• _Exercice court a_
Dans le texte, quel nom est donné à cette culture et à ce langage dont les signes sont la dissidence et le sens dévié des mots ?

• _Source_
Cette culture et ce langage sont comme un tissu cellulaire d'une stucture différente (si l'on peut appeler "structure" ce qui caractérise et compose ce tissu) , un tissu cellulaire qui remplace peu à peu le tissu qui avait jusqu'alors existé et qui constituait la base du corps social (du corps culturel et social dans sa diversité naturelle)...
Cette culture et ce langage sont en rupture et en opposition (et surtout en séparation) de plus en plus marqués avec la culture et le langage de la pensée, de la réflexion, du principe du débat contradictoire mais constructif, de l'approche de la connaissance et de la conscience en soi des valeurs intemporelles, des valeurs fondant la relation, le partage, la coexistence...
Ainsi la culture de la pensée et de la réflexion cesse d'être lisible, cesse d'être recevable, et devient elle inaudible, suscitant même jusqu'à un rejet total, de la même manière que le rejet que pourrait susciter l'arrivée d'une intelligence extraterrestre...
Je lui donne pour nom, pour vocable, à cette culture et à ce langage dont les signes sont la dissidence, le sens dévié des mots, la grammaire tout aussi déviée et un vocabulaire n'appartenant plus ni au Français ni à une autre langue connue parlée et écrite... Le dragorek...
... Ce dragorek -c'est la question que je me pose avec gravité, avec toute l'émotion qui est la mienne lorsqu'au delà de l'horizon de ma réflexion, de toute réflexion d'ailleurs, je ne vois plus justement un horizon mais un espace tel un ciel à ras de terre tout empli d'une brume qui tremble et lumine...
Ce dragorek donc... Faut-il le combattre et le traiter comme combattaient et traitaient ce que la civilisation de la Rome antique et les légions romaines appellaient les barbares ?
D'un côté, le côté encore du plus grand nombre (je dis bien "encore") qui est le côté de celui des gens tels que vous ou moi, qui ont connu au moins en partie (dans leur enfance) le monde d'avant le début du 21 ème siècle ; le côté aussi, des gens qui ont la chance -si l'on peut dire- d'avoir un toit, un travail, qui jouissent d'un confort et d'une sécurité relatifs... Et qui, assez souvent on peut le constater, demeurent plus ou moins "crispés" sur les valeurs auxquelles ils sont habitués et qui fondent leur culture, demeurent des "nostalgiques" d'un temps dont ils se souviennent...

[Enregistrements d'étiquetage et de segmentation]
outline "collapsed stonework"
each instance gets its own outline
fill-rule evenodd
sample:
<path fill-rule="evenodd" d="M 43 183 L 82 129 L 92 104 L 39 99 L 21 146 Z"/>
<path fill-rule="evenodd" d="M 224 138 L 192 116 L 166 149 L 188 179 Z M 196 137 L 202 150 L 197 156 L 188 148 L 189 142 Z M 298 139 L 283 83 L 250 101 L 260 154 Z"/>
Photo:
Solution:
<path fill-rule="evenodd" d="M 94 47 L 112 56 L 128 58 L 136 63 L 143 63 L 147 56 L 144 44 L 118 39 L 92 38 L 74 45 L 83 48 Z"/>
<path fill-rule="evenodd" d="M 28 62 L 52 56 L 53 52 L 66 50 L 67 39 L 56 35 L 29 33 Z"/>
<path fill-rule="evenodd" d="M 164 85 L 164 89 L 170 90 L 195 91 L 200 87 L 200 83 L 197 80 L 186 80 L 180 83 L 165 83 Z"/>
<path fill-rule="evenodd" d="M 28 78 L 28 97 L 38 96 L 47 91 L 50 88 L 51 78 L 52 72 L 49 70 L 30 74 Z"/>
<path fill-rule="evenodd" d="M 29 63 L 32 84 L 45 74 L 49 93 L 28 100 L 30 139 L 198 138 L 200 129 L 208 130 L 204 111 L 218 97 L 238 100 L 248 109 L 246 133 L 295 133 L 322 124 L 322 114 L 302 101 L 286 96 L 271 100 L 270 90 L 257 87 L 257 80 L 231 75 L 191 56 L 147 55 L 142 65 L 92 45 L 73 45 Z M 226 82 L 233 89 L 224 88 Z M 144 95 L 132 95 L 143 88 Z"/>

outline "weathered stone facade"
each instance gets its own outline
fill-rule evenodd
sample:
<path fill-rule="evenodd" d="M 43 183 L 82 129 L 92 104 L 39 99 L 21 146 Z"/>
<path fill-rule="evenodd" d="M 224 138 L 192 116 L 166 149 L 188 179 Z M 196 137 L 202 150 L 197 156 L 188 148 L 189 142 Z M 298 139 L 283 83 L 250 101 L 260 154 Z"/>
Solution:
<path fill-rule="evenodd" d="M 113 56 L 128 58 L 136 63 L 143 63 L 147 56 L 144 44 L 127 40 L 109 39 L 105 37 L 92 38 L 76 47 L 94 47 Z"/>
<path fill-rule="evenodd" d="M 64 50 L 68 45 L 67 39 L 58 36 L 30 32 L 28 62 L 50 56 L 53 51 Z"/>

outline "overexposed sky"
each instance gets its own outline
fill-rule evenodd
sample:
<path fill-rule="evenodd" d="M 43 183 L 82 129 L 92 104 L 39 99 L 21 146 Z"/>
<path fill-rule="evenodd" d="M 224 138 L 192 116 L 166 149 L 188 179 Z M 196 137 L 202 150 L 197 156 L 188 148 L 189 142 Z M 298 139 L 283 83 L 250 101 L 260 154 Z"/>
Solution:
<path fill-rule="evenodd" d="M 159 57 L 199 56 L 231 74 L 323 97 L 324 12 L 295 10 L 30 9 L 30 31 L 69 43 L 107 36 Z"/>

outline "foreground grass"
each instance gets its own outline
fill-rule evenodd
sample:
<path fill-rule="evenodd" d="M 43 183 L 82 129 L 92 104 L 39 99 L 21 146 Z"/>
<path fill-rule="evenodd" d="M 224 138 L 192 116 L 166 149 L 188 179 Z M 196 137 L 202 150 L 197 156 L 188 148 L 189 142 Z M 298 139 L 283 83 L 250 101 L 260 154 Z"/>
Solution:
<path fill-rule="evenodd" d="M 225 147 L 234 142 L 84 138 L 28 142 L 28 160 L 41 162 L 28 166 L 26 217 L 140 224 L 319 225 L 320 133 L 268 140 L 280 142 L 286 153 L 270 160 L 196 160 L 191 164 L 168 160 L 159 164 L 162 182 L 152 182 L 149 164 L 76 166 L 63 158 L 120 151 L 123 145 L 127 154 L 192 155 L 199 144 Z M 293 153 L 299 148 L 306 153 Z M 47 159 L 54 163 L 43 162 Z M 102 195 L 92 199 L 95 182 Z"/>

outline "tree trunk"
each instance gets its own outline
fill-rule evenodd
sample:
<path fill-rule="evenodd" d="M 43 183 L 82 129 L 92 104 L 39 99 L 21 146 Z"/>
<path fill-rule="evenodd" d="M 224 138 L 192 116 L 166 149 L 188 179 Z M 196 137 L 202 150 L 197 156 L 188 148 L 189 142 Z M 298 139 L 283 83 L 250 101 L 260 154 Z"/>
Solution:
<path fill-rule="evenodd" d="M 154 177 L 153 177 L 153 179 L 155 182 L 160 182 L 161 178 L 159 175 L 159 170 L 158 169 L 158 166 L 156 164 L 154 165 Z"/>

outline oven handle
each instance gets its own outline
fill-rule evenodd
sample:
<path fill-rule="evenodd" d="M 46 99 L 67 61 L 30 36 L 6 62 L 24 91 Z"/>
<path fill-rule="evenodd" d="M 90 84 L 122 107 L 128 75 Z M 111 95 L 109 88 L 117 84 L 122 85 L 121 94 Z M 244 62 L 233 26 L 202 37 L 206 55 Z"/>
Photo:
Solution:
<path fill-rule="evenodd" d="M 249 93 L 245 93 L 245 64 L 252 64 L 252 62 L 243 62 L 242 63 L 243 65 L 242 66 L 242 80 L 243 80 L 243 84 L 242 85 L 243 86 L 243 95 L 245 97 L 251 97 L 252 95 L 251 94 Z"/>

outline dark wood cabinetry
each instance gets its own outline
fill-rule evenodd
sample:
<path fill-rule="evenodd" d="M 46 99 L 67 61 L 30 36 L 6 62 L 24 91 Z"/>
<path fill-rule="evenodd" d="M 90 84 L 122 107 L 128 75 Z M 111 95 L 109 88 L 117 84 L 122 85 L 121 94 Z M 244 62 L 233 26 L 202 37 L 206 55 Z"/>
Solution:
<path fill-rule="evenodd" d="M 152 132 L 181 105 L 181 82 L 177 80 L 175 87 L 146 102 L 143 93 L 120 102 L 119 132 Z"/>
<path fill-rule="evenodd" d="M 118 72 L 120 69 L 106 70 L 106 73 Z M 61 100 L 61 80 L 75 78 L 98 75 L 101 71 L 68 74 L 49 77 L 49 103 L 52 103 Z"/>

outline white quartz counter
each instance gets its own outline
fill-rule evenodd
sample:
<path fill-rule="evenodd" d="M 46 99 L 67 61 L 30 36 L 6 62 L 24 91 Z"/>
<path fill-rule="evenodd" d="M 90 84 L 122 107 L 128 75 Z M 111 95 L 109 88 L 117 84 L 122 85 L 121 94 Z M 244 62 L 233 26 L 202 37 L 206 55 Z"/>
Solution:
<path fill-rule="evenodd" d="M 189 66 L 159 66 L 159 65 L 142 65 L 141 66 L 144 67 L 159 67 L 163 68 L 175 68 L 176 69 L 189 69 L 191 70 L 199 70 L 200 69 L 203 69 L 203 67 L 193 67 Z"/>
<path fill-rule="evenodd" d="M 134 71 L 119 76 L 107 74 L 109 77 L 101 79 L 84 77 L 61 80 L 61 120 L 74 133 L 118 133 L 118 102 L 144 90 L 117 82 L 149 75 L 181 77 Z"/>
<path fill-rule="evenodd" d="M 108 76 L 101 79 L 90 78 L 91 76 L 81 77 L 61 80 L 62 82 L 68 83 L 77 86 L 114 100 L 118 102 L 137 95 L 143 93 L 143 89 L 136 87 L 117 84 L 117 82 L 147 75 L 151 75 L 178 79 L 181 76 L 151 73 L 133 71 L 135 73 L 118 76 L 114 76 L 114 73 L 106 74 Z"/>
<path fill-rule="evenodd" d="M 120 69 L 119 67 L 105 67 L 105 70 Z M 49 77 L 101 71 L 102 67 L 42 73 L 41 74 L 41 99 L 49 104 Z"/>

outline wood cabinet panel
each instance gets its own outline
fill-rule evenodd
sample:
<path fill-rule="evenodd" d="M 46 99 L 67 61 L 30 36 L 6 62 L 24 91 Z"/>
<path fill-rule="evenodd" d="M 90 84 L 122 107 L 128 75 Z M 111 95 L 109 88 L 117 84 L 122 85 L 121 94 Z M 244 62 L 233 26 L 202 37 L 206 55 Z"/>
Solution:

• _Exercice court b_
Convertis en CSV à deux colonnes, "enonce" et "reponse", tous les enregistrements depuis la ligne qui contient "outline dark wood cabinetry" jusqu'à celle qui contient "118 72 L 120", ces deux lignes comprises. Chaque enregistrement occupe une ligne, avec son énoncé et sa réponse chacun dans un seul champ entre guillemets, et les sauts de ligne sont remplacés par des espaces.

• _Réponse a_
Le dragorek.

• _Réponse b_
enonce,reponse
"outline dark wood cabinetry each instance gets its own outline fill-rule evenodd sample: <path fill-rule=""evenodd"" d=""M 46 99 L 67 61 L 30 36 L 6 62 L 24 91 Z""/> <path fill-rule=""evenodd"" d=""M 90 84 L 122 107 L 128 75 Z M 111 95 L 109 88 L 117 84 L 122 85 L 121 94 Z M 244 62 L 233 26 L 202 37 L 206 55 Z""/> Solution:","<path fill-rule=""evenodd"" d=""M 152 132 L 181 105 L 181 82 L 177 80 L 175 87 L 146 102 L 143 93 L 120 102 L 119 132 Z""/> <path fill-rule=""evenodd"" d=""M 118 72 L 120 69 L 106 70 L 106 73 Z M 61 100 L 61 80 L 75 78 L 98 75 L 101 71 L 68 74 L 49 77 L 49 103 L 52 103 Z""/>"